Passage shown.
══════

Credit: NASA/Arizona State University
China’s Chang’e-4 lander and the well-wheeled rover have been switched to dormant mode within the Von Kármán crater in the South Pole-Aitken Basin on the farside of the Moon.
Yutu-2 rover as imaged by Chang’e-4 lander earlier in the farside mission.
Credit: CNSA/CLEP
The farside mission landed on January 3, 2019.
According to the Lunar Exploration and Space Program Center of the China National Space Administration the lander and Yutu-2 rover have entered the 14-day lunar night cycle after working satisfactorily for a 22nd lunar day.
Chang’e-4 lander on the Moon’s farside as imaged by Yutu-2 rover.
Credit: CNAS/CLEP
The lander was switched to dormant mode at 7:30 am on Thursday as scheduled, and the rover, Yutu-2, at 11:18 pm on Wednesday.
As of Thursday, the mobile robot has traveled over 1,795 feet (547.17 meters).
Next up
Meanwhile, preparations are underway for the departure of Chang’e-5, the next mission in China’s expanding lunar exploration initiative.
Yu Dengyun, deputy chief designer of China’s lunar exploration program, said last weekend that Chang’e-5 will be launched by a Long March-5 heavy-lift booster from the Wenchang Space Launch Center in Hainan province by the end of 2020.
The 8.2-metric-ton robotic probe has four elements: an orbiter, lander, ascender and re-entry module.
China plans to launch the ambitious Chang’e 5 lunar sample return mission later this year. (Image credit: Used with permission: Loren Roberts/The Planetary Society at https://www.planetary.org/)
After the probe reaches lunar orbit, the components will separate into two parts, with the orbiter and re-entry module remaining in orbit while the lander and ascender go down to the lunar surface.
The lander and ascender will make a soft landing and then get to work on tasks such as using a drill to collect underground rocks and a mechanical arm to gather lunar soil.
Chang’e-5 lunar lander.
Credit CCTV Video News Agency/Inside Outer Space screengrab
After the surface operations are completed, the ascender’s rocket will lift it to lunar orbit to dock with the re-entry module. It will transfer lunar samples to the module, that then carries them back to Earth.

══════

Short task A.
Answer these from the lunar mission text:
(i) On what date did the farside mission land?
(ii) How far had the rover traveled as of Thursday?
(iii) What booster will launch Chang’e-5?
Short task B.
Rewrite the lunar mission text starting at "After the probe" and ending at "back to Earth.", renaming "ascender" to "ascent vehicle" everywhere it occurs.

══════

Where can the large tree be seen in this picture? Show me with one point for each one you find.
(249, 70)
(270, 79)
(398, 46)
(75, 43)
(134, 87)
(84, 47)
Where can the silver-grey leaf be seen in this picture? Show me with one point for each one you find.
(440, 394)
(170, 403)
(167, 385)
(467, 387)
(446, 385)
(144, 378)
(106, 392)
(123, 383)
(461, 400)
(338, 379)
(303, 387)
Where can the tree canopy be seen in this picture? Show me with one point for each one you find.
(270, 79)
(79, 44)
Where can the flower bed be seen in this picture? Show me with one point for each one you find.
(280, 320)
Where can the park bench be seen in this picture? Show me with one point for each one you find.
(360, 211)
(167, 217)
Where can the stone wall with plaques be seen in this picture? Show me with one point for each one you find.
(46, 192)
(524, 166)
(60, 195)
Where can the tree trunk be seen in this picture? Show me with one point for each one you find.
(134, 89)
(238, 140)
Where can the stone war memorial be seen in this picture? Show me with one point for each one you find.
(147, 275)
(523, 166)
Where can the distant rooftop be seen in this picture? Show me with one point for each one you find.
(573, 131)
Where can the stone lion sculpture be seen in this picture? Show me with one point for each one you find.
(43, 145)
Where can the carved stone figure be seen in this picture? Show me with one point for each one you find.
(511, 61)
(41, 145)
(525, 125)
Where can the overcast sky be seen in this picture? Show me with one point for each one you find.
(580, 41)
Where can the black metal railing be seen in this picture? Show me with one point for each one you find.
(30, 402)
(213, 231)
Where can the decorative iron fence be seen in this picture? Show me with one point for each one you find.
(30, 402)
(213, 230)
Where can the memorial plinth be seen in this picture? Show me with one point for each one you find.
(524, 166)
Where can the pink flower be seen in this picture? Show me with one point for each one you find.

══════

Response A.
(i) January 3, 2019
(ii) Over 1,795 feet (547.17 meters)
(iii) A Long March-5 heavy-lift booster

Response B.
After the probe reaches lunar orbit, the components will separate into two parts, with the orbiter and re-entry module remaining in orbit while the lander and ascent vehicle go down to the lunar surface.
The lander and ascent vehicle will make a soft landing and then get to work on tasks such as using a drill to collect underground rocks and a mechanical arm to gather lunar soil.
Chang’e-5 lunar lander.
Credit CCTV Video News Agency/Inside Outer Space screengrab
After the surface operations are completed, the ascent vehicle’s rocket will lift it to lunar orbit to dock with the re-entry module. It will transfer lunar samples to the module, that then carries them back to Earth.